__Aim of the exercise__: Pick out the lines below with "wooden" and list them.

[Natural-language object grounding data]
--

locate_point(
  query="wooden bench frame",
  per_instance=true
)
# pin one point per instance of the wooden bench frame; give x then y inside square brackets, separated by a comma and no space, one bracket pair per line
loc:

--

__Output of the task__:
  query="wooden bench frame",
# pin one point per instance of the wooden bench frame; give x then y inside square brackets, separated by a comma and no space, one bracket pair per line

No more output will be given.